Supplied passage -
::::::

In my experience, a Linux OS is HUGE overkill for a simple GPIO/UART/I2C based system (unless you're super comfortable with Linux). Chips that can run Linux, and add the additional RAM are usually costly (e.g. a cheap ARM Cortex M0 is like 50 cents in decent volume and sounds like all you need to use).
The question usually comes down to 'external MCU or not' - as in, do you try to get an all-in-one BT module, which has application space to program on. This is a size and cost savings to using it, but it adds risks and unknowns vs a braindead BT module + external MCU.
One thing I would like to clarify is that you mention the TI CC2540 a few times (actually, CC2541 is the newer version). Anyways, that chip is an IC level component. Unless you want to do the antenna design and put it through FCC intentional radiator certification (the certs are between 1k-10k usually - and I'm assuming you're in the US when I say FCC).
What I think you're looking for is a ready-made, certified module. For example, the BLE113 from Bluegiga is an FCC certified module which contains the CC2541 internally (plus some bells and whistles). That one specifically also has an interpreted language called BGScript to speed up development. It's great for very simple applications - and has nice, baked in low-power modes.
So, the BLE113 is an example of a module that can be used with/without an external MCU depending on application complexity.
If you're willing to go through FCC intentional radiator certification, then the TI CC2541 is common, as well as the Nordic NRF51822 (this chip has a built in ARM core that you can program on as well, so you don't need an external MCU).
An example of a BLE module which requires an external MCU would be the Bobcats (AMS001) from AckMe. They have a BLE stack running on the chip which communicates to an external MCU using UART.
As with a comment above, if you need iOS compatibility, using a Bluetooth 2.1 (BT Classic) is a huge pain due to the MFI program (which I have gone through - pure misery). So, unless REALLY necessary, I would stick with BT Classic and Android/PC.
Some sample BT classic chips might be the Roving Networks RN42, the AmpedRF BT 33 (or 43 or 53). If you're interested, I did a throughput test on iOS devices with a Bluetooth classic device (https://stackoverflow.com/a/22441949/992509)
How the pairing and data sending should be like for power saving? Are
buttons useful to facilitate the sleep mode and active pairing and
data sending mode for power saving?

::::::

Data segment -

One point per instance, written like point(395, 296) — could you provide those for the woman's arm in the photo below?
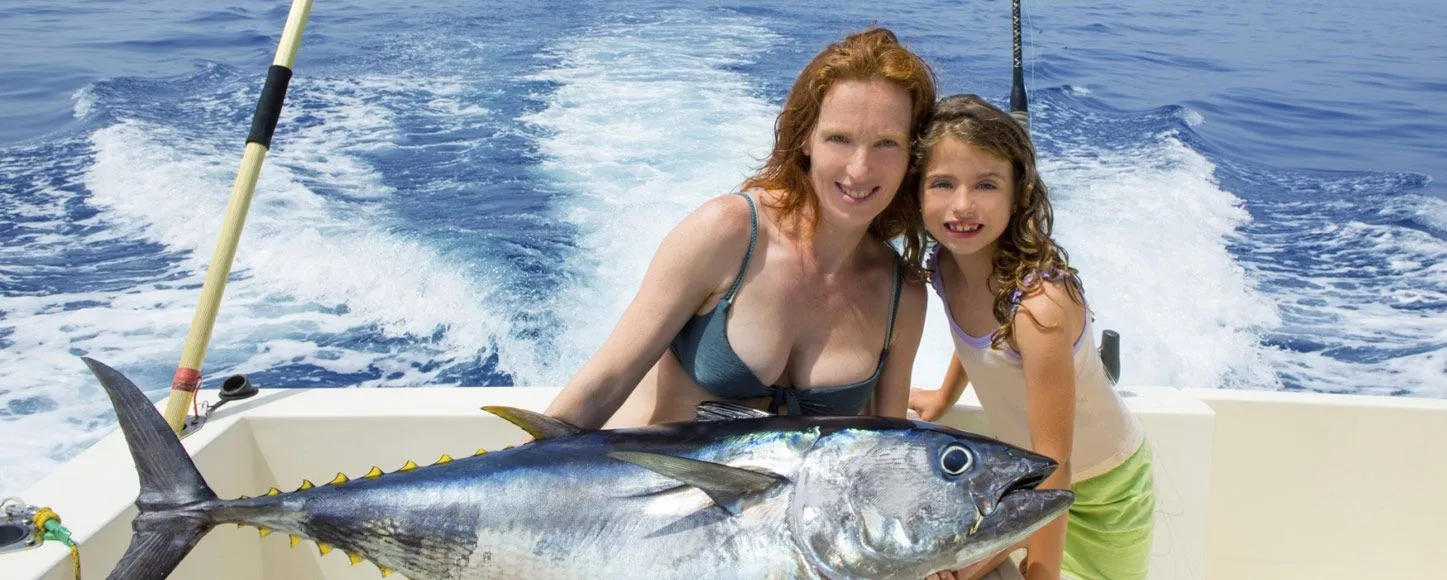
point(698, 259)
point(1045, 330)
point(892, 395)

::::::

Brief 1 -
Answer these questions from the forum answer on Bluetooth modules:
(a) What interpreted language does the BLE113 offer to speed up development?
(b) Which Nordic chip is said to have a built-in ARM core that you can program on?
(c) What does the Bobcats (AMS001) module use to communicate with an external MCU?
Brief 2 -
Reproduce verbatim the portion of the forum answer on Bluetooth modules starting with "If you're willing" and going on through "an external MCU).".

Full answer 1 -
(a) BGScript.
(b) The NRF51822.
(c) UART.

Full answer 2 -
If you're willing to go through FCC intentional radiator certification, then the TI CC2541 is common, as well as the Nordic NRF51822 (this chip has a built in ARM core that you can program on as well, so you don't need an external MCU).